• EXERCISE AIM:
Among the records that follow, find the line with "Segmentation: in every" and the line with "rough mask: <svg". Set down those lines and all lines between them exactly, without adding anything.

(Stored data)
▼▼▼

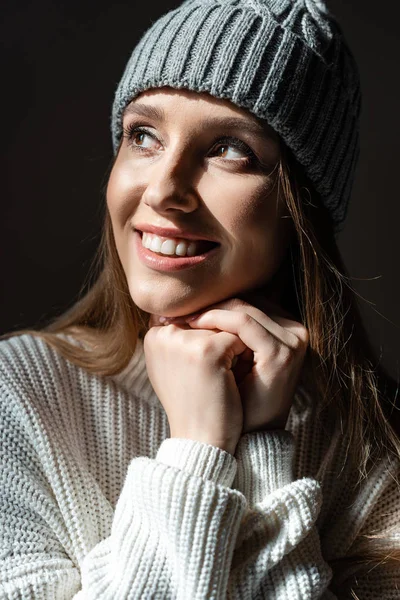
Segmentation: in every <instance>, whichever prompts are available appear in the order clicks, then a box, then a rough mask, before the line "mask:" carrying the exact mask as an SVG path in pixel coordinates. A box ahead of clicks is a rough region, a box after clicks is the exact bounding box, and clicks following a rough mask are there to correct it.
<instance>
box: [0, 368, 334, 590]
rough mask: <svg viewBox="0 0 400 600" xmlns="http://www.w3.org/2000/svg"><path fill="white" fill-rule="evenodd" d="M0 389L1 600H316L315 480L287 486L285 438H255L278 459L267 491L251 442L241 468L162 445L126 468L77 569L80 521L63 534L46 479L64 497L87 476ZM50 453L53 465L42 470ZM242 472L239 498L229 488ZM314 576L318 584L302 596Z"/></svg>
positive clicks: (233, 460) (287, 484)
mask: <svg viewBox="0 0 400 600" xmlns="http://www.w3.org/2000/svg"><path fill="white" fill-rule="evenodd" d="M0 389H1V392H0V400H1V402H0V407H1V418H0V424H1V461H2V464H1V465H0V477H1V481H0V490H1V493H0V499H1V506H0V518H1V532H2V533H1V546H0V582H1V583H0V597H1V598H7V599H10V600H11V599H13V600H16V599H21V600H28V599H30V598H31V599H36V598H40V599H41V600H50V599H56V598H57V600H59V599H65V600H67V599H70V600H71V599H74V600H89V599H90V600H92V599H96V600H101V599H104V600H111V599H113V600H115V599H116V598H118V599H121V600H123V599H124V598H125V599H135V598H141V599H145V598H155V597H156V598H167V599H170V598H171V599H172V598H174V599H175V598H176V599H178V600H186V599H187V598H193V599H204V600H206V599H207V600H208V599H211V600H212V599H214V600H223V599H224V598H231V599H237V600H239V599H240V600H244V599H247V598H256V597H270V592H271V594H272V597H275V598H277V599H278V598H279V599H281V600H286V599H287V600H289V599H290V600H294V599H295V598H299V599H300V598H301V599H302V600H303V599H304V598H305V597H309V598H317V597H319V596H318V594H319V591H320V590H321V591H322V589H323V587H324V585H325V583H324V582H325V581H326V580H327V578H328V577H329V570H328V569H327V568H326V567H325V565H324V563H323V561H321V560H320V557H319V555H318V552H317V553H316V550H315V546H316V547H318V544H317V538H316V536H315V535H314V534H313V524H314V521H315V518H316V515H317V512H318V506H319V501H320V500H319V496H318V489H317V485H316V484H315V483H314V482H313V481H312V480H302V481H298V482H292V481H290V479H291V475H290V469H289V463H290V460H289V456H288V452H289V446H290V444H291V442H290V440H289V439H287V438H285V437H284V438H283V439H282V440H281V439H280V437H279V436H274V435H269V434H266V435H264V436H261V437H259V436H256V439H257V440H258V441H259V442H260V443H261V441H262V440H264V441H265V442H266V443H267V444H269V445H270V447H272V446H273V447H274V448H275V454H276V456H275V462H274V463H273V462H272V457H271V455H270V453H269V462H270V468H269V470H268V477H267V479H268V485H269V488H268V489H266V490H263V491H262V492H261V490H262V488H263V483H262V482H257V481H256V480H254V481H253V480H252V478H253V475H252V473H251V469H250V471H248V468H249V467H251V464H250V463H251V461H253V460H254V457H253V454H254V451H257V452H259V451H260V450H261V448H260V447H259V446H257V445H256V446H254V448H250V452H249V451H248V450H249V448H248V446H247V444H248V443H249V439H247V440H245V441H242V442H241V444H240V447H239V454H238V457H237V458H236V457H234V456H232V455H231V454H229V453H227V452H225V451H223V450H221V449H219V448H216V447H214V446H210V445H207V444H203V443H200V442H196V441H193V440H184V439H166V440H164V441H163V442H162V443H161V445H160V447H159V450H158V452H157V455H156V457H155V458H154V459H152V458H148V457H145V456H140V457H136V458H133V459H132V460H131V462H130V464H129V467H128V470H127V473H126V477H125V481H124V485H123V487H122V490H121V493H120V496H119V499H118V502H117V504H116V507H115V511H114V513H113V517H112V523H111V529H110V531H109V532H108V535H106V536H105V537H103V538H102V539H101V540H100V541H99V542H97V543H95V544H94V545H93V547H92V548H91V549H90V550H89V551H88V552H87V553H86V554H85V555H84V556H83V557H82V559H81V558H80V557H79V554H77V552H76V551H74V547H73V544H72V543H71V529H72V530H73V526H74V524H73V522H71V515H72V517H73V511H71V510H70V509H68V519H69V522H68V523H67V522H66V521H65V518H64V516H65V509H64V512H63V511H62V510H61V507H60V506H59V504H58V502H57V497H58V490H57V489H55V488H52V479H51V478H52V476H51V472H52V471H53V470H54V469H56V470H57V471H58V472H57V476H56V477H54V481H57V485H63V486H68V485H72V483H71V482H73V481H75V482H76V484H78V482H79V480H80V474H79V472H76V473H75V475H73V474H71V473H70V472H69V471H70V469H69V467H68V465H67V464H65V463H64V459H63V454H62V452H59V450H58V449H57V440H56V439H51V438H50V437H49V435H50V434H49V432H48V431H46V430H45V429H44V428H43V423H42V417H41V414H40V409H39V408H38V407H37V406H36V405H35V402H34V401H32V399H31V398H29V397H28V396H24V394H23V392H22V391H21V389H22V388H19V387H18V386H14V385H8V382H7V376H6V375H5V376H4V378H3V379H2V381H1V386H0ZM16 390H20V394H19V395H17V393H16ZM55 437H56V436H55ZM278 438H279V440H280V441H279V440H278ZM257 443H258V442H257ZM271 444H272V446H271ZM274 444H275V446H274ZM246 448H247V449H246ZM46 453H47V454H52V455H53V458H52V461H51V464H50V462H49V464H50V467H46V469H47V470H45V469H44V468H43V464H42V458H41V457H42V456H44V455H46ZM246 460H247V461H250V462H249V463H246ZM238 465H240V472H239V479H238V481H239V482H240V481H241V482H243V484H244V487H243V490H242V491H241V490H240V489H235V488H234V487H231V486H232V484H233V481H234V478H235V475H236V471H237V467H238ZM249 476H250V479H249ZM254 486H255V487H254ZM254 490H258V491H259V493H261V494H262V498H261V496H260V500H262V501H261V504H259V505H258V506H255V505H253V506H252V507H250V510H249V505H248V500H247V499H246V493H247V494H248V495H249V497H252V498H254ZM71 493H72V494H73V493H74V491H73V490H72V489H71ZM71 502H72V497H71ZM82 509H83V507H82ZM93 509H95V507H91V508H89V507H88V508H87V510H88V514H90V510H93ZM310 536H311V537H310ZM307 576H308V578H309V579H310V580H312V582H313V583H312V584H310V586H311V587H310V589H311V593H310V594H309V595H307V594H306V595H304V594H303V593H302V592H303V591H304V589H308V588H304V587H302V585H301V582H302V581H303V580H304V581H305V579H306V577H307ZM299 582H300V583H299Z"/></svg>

▲▲▲
▼▼▼

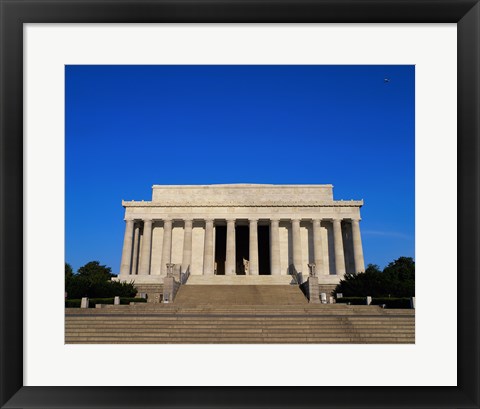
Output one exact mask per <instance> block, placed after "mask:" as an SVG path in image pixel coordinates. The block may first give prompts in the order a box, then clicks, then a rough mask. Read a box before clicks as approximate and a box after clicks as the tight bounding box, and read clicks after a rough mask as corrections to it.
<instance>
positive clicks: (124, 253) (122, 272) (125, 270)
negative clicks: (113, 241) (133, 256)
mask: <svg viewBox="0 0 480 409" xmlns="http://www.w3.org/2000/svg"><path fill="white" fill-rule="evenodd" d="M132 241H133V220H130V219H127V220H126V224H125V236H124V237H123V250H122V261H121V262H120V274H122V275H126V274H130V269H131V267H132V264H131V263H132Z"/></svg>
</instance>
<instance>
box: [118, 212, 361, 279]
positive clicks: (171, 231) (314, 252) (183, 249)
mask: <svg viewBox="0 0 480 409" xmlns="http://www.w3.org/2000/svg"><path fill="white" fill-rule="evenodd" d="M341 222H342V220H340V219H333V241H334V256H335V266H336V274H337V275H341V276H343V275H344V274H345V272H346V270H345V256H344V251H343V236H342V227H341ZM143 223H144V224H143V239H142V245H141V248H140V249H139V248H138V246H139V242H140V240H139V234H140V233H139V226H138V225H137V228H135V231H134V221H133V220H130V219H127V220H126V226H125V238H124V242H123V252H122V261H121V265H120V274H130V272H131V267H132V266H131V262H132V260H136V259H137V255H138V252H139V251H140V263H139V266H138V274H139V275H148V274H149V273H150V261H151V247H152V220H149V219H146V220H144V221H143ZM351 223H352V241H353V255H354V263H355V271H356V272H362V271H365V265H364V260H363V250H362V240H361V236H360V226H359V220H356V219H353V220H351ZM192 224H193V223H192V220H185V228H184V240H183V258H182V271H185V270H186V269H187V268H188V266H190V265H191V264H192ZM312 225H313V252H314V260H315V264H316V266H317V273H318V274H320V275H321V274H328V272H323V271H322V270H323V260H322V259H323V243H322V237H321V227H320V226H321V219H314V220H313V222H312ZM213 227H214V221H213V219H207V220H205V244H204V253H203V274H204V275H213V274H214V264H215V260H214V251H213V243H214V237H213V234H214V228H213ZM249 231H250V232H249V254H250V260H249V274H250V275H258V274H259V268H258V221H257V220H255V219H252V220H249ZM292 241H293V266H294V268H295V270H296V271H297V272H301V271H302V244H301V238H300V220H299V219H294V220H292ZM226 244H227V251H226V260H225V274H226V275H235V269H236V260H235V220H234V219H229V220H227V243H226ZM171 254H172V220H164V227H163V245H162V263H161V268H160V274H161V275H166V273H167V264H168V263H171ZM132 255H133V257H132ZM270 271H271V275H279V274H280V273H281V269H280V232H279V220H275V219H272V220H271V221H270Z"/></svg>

▲▲▲
▼▼▼

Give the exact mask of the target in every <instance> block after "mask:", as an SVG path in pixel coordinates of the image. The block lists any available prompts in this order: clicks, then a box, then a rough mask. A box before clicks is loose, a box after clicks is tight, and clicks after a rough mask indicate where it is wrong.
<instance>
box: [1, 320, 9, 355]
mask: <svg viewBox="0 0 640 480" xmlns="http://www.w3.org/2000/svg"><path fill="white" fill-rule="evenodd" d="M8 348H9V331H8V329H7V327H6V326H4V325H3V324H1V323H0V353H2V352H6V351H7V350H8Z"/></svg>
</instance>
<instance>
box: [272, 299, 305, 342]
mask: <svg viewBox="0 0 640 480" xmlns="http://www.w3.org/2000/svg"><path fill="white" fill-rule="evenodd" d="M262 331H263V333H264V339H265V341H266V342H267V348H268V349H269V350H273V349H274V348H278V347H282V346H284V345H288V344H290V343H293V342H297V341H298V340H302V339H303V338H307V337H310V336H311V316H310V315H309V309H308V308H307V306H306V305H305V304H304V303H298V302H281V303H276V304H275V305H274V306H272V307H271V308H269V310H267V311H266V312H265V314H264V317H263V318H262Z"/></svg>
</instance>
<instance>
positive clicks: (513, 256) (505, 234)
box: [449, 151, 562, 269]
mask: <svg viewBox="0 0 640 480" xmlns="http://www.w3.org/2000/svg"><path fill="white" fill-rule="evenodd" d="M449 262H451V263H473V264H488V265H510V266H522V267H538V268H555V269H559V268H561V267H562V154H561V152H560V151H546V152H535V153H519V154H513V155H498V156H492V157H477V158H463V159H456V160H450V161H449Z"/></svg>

▲▲▲

• EXPECTED ANSWER:
Segmentation: in every <instance>, whichever prompts are available appear in the order clicks, then a box, then a rough mask, before the line "mask:" carrying the exact mask as an SVG path in pixel coordinates. A box ahead of clicks is a rough region, a box after clicks is the exact bounding box, and clicks following a rough mask are there to correct it.
<instance>
box: [0, 368, 334, 590]
rough mask: <svg viewBox="0 0 400 600" xmlns="http://www.w3.org/2000/svg"><path fill="white" fill-rule="evenodd" d="M0 389L1 600H316L315 480L287 486L285 438H255L278 459L267 491L251 442L241 468L162 445L126 468L77 569L80 521L63 534L46 479L64 497L87 476ZM50 453L53 465L42 470ZM242 472L239 498L229 488ZM314 576L318 584L302 596Z"/></svg>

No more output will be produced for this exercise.